Reproduce the listing word for word, leaving every picture behind.

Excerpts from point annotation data
━━━━━━━━

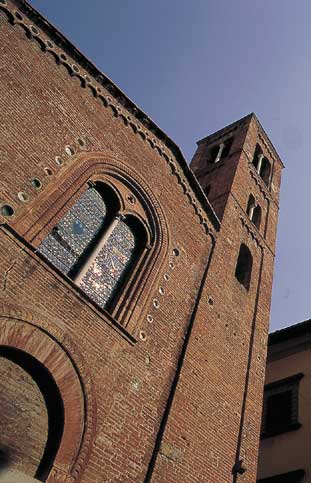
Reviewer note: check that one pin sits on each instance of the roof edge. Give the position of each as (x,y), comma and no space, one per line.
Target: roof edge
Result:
(290,332)
(65,44)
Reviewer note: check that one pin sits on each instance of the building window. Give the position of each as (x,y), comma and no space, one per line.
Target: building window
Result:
(262,165)
(280,407)
(207,190)
(244,266)
(291,477)
(254,211)
(95,246)
(220,151)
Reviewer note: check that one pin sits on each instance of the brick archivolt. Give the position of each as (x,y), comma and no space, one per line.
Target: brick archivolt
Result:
(49,343)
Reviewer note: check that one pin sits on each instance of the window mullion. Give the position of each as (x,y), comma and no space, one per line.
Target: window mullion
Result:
(96,249)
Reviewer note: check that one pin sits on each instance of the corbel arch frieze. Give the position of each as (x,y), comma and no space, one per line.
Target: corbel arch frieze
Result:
(49,343)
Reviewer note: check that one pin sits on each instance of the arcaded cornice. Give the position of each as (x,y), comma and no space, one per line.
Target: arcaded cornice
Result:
(52,41)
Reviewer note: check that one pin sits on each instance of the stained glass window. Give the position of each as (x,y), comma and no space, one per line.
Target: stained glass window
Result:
(111,264)
(68,247)
(70,237)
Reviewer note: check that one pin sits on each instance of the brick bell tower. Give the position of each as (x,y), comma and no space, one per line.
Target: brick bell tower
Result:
(216,410)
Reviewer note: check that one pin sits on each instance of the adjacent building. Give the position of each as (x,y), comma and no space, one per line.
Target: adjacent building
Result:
(286,423)
(134,291)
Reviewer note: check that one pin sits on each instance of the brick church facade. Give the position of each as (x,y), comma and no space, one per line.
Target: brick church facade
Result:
(134,291)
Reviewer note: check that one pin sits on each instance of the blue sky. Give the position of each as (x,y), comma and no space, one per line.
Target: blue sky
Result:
(195,66)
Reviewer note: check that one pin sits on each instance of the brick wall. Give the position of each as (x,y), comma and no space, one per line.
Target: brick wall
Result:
(165,396)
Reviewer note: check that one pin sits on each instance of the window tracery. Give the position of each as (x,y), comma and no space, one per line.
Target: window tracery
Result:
(95,244)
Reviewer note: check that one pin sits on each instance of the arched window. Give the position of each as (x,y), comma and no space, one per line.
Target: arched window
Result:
(244,266)
(207,190)
(262,165)
(32,417)
(220,151)
(256,218)
(265,170)
(95,245)
(254,211)
(250,207)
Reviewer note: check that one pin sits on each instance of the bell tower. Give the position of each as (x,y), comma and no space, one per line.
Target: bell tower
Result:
(222,375)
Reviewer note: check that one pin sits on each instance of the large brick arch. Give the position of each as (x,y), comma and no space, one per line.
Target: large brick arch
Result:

━━━━━━━━

▶ [ANSWER FOR THIS EXERCISE]:
Reviewer note: check that one pin sits on each instance of the roof edge. Give the position of each as (x,y), comma and no space, one per line.
Target: roof edge
Result:
(290,332)
(65,44)
Reviewer note: check that one pin sits on each instance of the building window. Give the position of each as (x,y), comma and no space, one per line.
Target: building window
Result:
(262,165)
(280,407)
(207,190)
(244,266)
(291,477)
(254,211)
(95,246)
(220,151)
Reviewer note: check that one pin sits on each instance of the brick archivolt. Give the position of each as (x,y), comma and no space, one per line.
Target: brick archivolt
Result:
(49,343)
Reviewer note: check that one pin sits on each instance of the window mullion. Give the position of each as (x,y), comma and no space, one per line.
Target: window mullion
Result:
(96,249)
Reviewer note: check that one pin sits on each instance of the corbel arch frieze. Give the position of each as (x,y), comma and no space, one per line.
Target: corbel arch frieze
Result:
(49,343)
Reviewer note: check that one pin sits on each instance of the arcaded cornice. Give the position of each as (x,y), comma and no space, one per line.
Target: arcaded cornice
Result:
(52,41)
Reviewer note: check that one pin sits on each instance of the stained glass window. Give the position of each as (x,y), comma and no space, one per line.
Target: stained glass window
Result:
(111,264)
(68,247)
(70,237)
Reviewer note: check that one pin sits on each instance of the brick bell tower. Give the position of each as (x,y), comma and no space, one per line.
Target: brick bell tower
Result:
(216,410)
Reviewer note: check that one pin sits on each instance of the adjacent building. Give the position of each as (x,y), comma and no space, one per line.
Target: adjacent building
Result:
(286,423)
(134,291)
Reviewer note: check that one pin sits on each instance of the brick church facade. Give the position of each as (x,y), comma and no space, one per line.
Target: brick church facade
Result:
(134,291)
Reviewer note: check that one pin sits on each instance of the blue sky. Give the position of each as (x,y), comma and no space, one per line.
Target: blue sky
Result:
(195,66)
Reviewer note: check that one pin sits on each instance of the brick wall. Give the position of each as (x,y), comma and no space, one per line.
Target: brick wall
Result:
(165,396)
Reviewer note: check that one pin sits on each instance of the window tracery. Give the position of each as (x,y), comma and no space, one per line.
Target: window tracery
Result:
(95,244)
Reviewer note: check that one pin sits on each instance of the arched window. Give the position of each as (x,y), comma and no space, one per line.
Target: arched window
Result:
(244,266)
(207,190)
(262,165)
(32,417)
(220,151)
(256,218)
(265,170)
(95,245)
(254,211)
(250,207)
Reviewer note: check that one pin sits on each instance of the bell tower. Give the position of each as (x,y), comma and no space, one per line.
Target: bell tower
Result:
(222,375)
Reviewer note: check that one pin sits on each instance of the large brick arch. Give the position of each as (x,y), comma and no space, one per line.
Target: large brick arch
Result:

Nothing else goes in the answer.